- Tasks for this exercise
- 1) Reproduce the listing line for line, from its first line through the line that contains "[[135, 142]]", with both of those lines included. Leave out the pictures.
- 2) Resume the post on business continuity for Azure Cloud Services, starting after its last sentence.

- Page extract
----------------

Business Continuity and Cloud Services in Azure

When we build (web) applications, we generally think a lot about the availability and reliability of those applications. That is one of the primary reasons why the "cloud" has been so great. Recently, I was tasked to find the best way to make a Cloud Service (if you're wondering why we used Cloud Service, here's a blog post explaining it) deployment reliable. What does that mean? Well, Azure is a fairly reliable cloud system. But it had it's fair share of problems. So, most companies who will host business critical software in Azure need to have a backup plan in place. Specifically, what to do if Azure fails. Sometimes, things happen to the underlying infrastructure. And there's very little you can do about it. A couple days ago, AWS was hit with such a problem, and it affected huge customers, like Netflix, Tinder, Imdb, etc. As an interesting tid-bit, back in 2013, when something simillar happened to Amazon, there was an estimation floating around that it would cost Amazon $1000 USD PER SECOND. But more often than not, and it was also true in this case, the outage is limited to a single region.

----------------

(Point annotation data)

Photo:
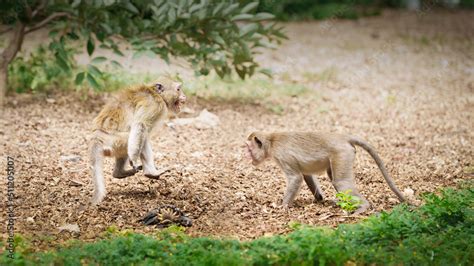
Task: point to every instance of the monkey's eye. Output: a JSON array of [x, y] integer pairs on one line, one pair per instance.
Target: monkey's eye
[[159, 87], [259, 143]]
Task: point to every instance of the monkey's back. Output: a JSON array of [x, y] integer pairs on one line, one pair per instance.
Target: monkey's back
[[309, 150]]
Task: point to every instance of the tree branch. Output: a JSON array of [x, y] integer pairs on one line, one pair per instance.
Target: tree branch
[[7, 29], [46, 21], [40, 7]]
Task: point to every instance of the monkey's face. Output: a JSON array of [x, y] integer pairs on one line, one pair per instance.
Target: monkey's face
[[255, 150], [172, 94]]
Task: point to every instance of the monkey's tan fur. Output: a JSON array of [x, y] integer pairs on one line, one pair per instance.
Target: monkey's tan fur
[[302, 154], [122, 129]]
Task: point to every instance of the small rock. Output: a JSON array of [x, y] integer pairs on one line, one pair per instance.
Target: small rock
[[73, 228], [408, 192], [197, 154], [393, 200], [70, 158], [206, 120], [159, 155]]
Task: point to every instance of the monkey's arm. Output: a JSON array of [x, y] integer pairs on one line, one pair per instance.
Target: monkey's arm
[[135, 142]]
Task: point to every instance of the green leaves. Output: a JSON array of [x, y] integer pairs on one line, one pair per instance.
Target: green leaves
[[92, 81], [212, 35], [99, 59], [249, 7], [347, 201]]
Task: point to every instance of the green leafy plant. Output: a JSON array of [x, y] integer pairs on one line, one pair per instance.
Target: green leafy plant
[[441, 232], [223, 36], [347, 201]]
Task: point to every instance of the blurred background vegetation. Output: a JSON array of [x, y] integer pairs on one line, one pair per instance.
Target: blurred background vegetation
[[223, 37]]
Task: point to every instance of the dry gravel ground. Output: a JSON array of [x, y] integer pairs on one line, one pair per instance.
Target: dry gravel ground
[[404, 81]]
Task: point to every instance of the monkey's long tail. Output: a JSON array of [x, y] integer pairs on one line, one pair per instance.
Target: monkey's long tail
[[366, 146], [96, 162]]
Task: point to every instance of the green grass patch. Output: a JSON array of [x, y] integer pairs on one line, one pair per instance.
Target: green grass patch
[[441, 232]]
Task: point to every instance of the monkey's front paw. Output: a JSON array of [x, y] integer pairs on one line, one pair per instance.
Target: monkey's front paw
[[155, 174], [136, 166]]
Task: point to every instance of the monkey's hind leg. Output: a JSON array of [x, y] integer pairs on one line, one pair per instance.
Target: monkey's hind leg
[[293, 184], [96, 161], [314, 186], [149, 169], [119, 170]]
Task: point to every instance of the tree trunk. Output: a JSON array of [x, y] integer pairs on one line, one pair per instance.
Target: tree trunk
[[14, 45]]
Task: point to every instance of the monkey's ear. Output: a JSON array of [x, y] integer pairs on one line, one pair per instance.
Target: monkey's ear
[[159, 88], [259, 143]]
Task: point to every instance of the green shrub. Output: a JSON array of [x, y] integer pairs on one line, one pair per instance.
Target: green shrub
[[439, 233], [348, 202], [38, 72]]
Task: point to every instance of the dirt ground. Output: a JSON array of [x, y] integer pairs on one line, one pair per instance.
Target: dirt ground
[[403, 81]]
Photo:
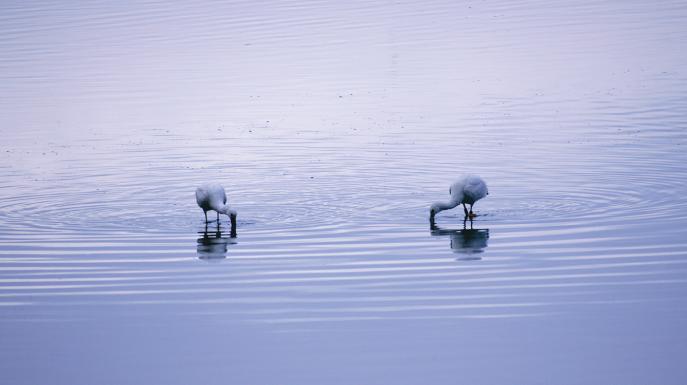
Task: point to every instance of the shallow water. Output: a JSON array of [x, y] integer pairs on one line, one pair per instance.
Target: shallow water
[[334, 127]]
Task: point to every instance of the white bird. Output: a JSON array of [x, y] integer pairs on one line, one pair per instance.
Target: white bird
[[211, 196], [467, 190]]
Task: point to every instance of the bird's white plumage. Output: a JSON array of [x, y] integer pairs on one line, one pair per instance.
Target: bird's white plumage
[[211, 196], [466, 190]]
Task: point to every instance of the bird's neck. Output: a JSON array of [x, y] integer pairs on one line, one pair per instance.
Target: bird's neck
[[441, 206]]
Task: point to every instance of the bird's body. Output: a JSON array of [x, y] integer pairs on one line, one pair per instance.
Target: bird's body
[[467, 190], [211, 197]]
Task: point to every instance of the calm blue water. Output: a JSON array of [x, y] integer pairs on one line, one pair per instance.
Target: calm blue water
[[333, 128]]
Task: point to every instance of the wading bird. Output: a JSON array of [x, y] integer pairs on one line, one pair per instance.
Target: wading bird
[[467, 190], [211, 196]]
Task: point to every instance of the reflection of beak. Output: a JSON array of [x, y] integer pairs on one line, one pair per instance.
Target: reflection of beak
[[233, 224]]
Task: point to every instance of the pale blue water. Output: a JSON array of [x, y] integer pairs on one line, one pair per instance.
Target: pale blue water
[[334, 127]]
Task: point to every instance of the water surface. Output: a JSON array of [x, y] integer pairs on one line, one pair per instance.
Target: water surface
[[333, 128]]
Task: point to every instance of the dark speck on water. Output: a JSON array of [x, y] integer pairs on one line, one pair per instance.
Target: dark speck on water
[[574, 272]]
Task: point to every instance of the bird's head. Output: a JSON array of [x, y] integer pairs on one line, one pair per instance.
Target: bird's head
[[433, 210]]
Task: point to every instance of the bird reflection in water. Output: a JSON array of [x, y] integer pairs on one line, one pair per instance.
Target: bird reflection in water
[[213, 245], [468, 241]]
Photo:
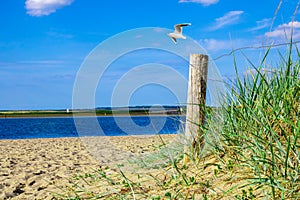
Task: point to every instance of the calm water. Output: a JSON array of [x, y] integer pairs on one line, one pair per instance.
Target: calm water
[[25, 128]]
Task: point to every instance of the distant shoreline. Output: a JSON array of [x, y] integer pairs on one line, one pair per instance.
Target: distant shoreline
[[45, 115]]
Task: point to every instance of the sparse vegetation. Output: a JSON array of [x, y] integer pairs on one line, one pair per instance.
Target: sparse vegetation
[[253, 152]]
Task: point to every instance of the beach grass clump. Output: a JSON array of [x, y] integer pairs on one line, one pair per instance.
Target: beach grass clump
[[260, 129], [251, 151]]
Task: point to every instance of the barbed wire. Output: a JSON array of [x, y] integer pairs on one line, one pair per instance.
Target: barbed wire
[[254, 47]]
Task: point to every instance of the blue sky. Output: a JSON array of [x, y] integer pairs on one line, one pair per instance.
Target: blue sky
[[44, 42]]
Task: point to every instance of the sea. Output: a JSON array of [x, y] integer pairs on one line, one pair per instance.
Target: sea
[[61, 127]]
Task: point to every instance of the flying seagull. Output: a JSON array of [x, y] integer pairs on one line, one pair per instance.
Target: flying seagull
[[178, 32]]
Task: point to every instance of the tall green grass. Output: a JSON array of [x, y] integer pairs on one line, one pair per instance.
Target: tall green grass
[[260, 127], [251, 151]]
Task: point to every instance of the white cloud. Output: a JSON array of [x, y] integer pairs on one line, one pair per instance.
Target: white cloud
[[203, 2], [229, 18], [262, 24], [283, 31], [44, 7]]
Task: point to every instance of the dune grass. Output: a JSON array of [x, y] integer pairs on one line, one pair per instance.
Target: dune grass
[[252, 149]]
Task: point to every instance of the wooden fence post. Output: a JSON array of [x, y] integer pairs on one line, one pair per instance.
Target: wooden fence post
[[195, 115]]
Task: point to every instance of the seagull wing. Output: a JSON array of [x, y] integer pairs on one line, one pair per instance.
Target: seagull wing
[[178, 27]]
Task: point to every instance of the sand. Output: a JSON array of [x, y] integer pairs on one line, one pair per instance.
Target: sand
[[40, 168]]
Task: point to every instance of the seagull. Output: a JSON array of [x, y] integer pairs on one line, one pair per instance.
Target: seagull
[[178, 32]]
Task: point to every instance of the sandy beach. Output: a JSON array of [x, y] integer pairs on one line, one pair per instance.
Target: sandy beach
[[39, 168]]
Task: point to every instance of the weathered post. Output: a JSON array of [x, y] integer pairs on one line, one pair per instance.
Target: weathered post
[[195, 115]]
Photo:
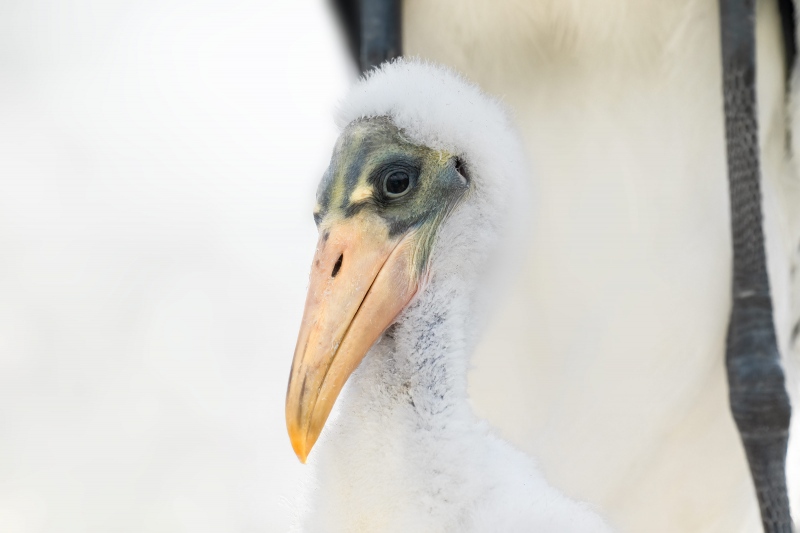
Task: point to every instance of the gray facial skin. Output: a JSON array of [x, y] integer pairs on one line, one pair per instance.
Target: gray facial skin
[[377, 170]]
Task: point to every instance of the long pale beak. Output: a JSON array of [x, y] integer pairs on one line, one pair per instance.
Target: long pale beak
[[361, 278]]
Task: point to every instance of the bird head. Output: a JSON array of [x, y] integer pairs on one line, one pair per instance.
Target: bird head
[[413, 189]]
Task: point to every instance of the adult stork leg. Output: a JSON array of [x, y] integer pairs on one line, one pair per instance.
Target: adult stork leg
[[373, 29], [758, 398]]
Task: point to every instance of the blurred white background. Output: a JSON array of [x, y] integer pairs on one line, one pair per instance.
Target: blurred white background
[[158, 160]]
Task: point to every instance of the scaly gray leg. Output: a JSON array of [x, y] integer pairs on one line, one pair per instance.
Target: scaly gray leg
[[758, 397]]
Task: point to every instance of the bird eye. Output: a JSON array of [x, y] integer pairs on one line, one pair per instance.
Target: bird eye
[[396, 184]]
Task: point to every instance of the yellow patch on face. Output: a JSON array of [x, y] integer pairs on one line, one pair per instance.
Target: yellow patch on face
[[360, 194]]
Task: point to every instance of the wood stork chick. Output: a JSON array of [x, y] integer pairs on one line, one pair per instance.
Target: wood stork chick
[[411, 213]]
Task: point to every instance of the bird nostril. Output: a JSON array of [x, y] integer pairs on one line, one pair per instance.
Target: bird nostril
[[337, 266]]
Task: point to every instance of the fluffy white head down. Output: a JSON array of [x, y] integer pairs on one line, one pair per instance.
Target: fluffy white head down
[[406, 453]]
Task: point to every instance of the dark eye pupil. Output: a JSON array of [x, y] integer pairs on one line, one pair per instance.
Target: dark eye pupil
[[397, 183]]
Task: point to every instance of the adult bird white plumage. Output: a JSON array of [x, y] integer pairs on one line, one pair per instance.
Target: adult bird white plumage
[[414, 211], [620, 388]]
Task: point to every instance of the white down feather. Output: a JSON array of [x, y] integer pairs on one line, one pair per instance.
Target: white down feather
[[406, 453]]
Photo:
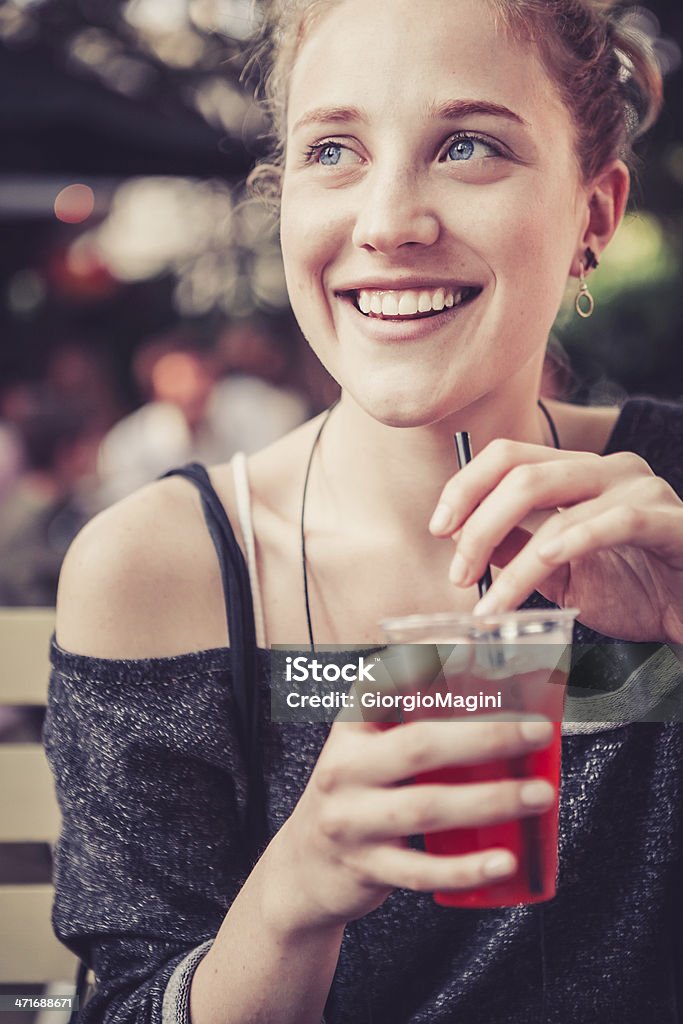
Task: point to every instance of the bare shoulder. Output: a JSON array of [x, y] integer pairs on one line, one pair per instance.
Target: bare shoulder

----------------

- Answers
- 1)
Photo:
Task: point to every instance of the monkey's eye. Output: a JSON array of [x, y] integer pairs on one line, one pair per instance.
Target: monkey's eye
[[159, 87], [259, 143]]
Task: point to every instance of the monkey's back. Output: a JSON array of [x, y] integer pairs on one line, one pair per instance.
Target: monkey's back
[[309, 150]]
Task: point to every instance of the tree branch. Output: a JSON array of [x, y] integer pairs on one line, one pair per instance.
Target: tree branch
[[7, 29], [46, 21], [40, 7]]
Task: point to every instance of the monkey's face. Output: a JSON array of [x, y] integer pairs on one line, one pair per instance.
Target: monkey's face
[[255, 150], [172, 94]]
Task: point to every instance of the monkey's tan fur. Output: a JSON array of [x, y] integer pairs on one line, one pair per instance.
Target: monkey's tan fur
[[302, 154], [122, 129]]
Task: point to every instance of the small rock. Output: a JSON array of [x, y] integer pairs on one line, one pair per instance.
Target: small rock
[[73, 228], [408, 192], [197, 154], [393, 200], [70, 158], [206, 120], [159, 155]]
Task: point to every instance of the monkey's arm. Output: a JSON array of [x, y] integer pairs on one line, one pair per instance.
Target: monkey's arm
[[135, 142]]

- 2)
Global Outage

If your cloud provider is suffering a global outage, you probably can't do anything about it. There are steps you can take to mitigate that though. For example, you can always abstract enough of the provider specifics to be independant. That means you are able to host your solution on either Amazon or Azure (or any other cloud provider in the world). However, that is really not cost effective. Although with Azure, you can fairly easily achieve deployment to an on-premise server as well, with very little to no dependencies to Azure. This basically helps you a lot, because almost all providers have some form of Infrastructure as a Service offerings - so if push comes to shove, you can simply spin up virutal Windows Server machines, and deploy. You need to consider things like Queues, etc., but generally those are abstracted fairly easily and fairly cheaply. Having said that, I personally would not do it in most cases. Unless your app is really really business critical, or maybe if life critical, in which case you are probably already doing this and you should be writing this post, not reading it (BTW, do comment, if you are working on such an app :-) ).

To help bring this point home, here's an excerpt from Microsoft's page:

The Azure Platform is supported by a growing network of Microsoft-managed datacenters. Microsoft has decades of experience running services such as Bing, Office 365, and outlook.com. Azure is available in 140 countries, including China, and supports 10 languages and 24 currencies, all backed by Microsoft's $15 billion (USD) investment in global datacenter infrastructure.

Trust me, if Azure is down globally, there are some heads flying, and it won't take long for it to come back up.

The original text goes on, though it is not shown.